# Data listing
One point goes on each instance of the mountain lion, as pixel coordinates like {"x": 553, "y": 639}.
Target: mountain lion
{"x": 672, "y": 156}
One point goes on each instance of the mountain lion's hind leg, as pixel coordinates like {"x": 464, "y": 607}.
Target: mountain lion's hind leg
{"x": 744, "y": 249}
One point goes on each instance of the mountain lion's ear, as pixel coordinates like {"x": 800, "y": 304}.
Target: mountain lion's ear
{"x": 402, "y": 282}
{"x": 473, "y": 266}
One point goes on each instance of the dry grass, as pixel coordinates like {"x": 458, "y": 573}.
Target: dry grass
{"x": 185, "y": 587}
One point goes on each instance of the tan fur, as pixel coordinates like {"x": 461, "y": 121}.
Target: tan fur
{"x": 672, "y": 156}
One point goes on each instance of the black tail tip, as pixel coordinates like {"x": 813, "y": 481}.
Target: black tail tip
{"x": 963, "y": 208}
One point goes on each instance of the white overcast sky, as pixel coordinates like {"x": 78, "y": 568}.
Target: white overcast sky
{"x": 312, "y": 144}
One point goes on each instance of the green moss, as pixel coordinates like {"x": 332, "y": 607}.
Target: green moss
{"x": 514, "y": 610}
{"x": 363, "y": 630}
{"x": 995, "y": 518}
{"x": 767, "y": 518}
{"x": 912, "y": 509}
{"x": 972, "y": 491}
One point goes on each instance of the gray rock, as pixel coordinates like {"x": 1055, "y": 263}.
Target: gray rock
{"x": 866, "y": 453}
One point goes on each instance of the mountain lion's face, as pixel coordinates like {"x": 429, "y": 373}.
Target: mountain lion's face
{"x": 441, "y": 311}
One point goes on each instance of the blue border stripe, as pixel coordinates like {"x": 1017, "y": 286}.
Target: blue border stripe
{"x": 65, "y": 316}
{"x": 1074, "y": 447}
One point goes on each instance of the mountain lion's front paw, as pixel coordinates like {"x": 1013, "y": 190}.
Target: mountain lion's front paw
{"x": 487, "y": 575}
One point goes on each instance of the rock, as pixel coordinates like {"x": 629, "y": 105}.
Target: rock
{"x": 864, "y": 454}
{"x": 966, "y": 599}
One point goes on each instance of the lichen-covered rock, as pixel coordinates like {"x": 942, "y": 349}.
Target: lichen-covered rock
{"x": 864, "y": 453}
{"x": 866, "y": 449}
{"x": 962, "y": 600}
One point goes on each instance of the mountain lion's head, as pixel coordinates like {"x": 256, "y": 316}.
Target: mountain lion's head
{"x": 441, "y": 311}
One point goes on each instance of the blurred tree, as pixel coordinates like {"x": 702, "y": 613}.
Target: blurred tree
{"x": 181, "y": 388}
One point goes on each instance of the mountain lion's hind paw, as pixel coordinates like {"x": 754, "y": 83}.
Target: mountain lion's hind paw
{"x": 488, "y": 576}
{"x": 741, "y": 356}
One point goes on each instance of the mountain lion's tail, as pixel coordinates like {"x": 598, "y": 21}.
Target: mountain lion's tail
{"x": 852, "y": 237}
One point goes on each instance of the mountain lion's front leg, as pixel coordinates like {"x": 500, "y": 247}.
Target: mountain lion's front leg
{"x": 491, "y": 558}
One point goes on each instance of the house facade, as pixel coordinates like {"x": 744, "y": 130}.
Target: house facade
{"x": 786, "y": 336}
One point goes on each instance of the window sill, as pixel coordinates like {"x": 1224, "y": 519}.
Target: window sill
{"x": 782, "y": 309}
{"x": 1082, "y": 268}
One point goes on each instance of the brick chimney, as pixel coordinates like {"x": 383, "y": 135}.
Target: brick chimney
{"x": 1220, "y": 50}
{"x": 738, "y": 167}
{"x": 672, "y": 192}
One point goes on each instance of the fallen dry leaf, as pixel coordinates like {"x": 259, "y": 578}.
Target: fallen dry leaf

# WHAT YOU WILL DO
Copy the lines above word for word, starting at the line that contains "One point goes on each instance of the brick" and continuing through the last line.

# REPLY
One point goes on each instance of the brick chimney, as pixel coordinates like {"x": 383, "y": 135}.
Target: brick chimney
{"x": 1220, "y": 50}
{"x": 738, "y": 167}
{"x": 672, "y": 192}
One point goes on each instance of the fallen dry leaf, as pixel coordinates like {"x": 259, "y": 578}.
Target: fallen dry leaf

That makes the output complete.